Stored data entries
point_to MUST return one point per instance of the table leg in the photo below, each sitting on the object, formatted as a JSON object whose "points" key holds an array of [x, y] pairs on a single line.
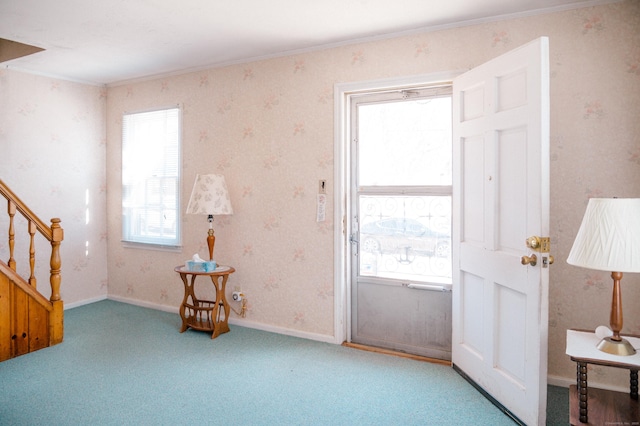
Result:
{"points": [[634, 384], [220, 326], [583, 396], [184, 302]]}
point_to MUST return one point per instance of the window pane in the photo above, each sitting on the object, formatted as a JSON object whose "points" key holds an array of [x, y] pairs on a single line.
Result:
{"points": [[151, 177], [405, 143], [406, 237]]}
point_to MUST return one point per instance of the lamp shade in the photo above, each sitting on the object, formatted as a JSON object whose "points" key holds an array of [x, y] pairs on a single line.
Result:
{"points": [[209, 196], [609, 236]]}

==

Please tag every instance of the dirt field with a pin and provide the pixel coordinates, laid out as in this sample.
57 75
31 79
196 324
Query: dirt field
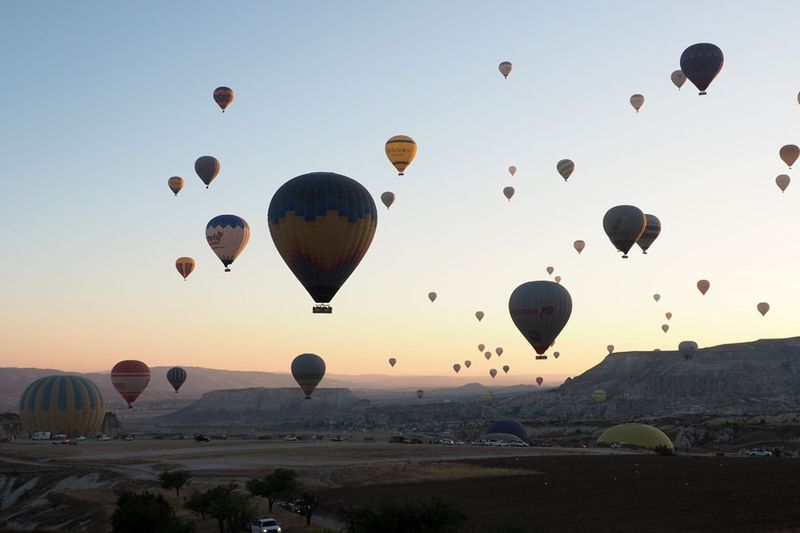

Work item - Scan the records for the word "above". Copy each line where it turns up.

Your solution -
point_to MUST return one point per instance of the window pane in the photo above, each sitting on the object, formatted as a JSON object whose "points" key holds an array of [x, y] pairs on a single line.
point_to MUST return one point per instance of the lamp shade in the photo above, each sitting on the object, formatted as a JSON object whose "points" key holds an array of [x, y] pairs on a single line.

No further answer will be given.